Nothing should appear in the answer except the lines from the one containing "Target: bride's blonde hair" through the end of the records below, written out exactly.

BEGIN PROVIDED RECORDS

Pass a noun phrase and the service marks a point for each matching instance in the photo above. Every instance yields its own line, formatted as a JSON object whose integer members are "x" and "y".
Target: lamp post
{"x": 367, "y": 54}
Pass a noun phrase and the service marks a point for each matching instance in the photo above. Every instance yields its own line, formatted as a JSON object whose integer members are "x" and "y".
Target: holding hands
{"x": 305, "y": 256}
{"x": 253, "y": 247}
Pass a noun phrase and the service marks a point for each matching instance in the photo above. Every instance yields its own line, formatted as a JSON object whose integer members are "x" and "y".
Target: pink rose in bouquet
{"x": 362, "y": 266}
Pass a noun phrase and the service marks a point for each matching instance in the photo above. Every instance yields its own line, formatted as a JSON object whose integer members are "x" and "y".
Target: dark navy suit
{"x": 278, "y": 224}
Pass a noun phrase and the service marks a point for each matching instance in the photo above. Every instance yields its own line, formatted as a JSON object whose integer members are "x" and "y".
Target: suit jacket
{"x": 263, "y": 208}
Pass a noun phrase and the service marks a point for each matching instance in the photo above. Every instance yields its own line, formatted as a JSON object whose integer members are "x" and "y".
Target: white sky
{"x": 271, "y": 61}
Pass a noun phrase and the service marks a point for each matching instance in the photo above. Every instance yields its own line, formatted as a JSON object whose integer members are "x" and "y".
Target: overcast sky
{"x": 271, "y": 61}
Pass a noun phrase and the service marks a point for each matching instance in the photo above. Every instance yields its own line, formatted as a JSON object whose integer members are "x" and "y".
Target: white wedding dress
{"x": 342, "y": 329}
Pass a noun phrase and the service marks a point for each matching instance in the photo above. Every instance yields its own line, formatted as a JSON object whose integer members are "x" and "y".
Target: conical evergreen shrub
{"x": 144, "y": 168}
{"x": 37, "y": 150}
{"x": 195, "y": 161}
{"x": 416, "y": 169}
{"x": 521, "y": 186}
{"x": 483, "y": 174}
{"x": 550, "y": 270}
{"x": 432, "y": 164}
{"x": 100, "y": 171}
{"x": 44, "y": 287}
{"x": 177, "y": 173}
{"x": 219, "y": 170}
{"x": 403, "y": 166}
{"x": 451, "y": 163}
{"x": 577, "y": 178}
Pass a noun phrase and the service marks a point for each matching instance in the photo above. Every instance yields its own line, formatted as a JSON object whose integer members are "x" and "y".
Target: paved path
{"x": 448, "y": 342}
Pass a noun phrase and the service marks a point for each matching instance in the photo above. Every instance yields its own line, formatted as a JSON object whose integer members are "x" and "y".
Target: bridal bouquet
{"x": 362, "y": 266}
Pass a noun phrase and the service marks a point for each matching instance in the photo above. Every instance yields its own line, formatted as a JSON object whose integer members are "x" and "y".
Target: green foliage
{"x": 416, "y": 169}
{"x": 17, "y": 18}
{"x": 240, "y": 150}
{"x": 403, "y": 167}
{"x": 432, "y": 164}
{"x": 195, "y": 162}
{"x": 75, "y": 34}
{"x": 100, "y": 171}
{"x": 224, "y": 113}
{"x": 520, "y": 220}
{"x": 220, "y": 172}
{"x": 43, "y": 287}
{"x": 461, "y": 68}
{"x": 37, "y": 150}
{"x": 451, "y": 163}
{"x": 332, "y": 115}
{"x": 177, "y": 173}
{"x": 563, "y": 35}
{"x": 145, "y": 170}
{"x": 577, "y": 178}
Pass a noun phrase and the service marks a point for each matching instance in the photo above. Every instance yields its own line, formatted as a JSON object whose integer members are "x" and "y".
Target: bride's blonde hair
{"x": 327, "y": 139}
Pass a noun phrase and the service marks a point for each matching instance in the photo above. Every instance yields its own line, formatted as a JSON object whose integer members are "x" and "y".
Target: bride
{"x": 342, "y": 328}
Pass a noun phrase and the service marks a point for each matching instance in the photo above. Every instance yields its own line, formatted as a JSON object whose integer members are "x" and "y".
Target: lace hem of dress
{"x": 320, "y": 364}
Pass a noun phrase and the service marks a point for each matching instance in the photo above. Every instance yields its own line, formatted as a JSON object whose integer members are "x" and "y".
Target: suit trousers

END PROVIDED RECORDS

SOLUTION TO THIS TASK ▸
Target: bride's blonde hair
{"x": 327, "y": 139}
Pass a noun phrase and the service marks a point for each matching instance in the photo above. Every instance yields its own line, formatted as a JSON object whose integer members are "x" and "y".
Target: bride
{"x": 342, "y": 328}
Pass a noun phrase and the service marks a point for each matching instance in the photo above. Every instance yields its own line, formatted as a JSON object whose integer members are "x" and "y".
Target: lace hem of dress
{"x": 320, "y": 364}
Pass a noun phrase and the service marks a point for each matching instance in the photo above. Every instance yields its own line, formatted as a JSON object whose integer members are "x" and "y".
Target: suit trousers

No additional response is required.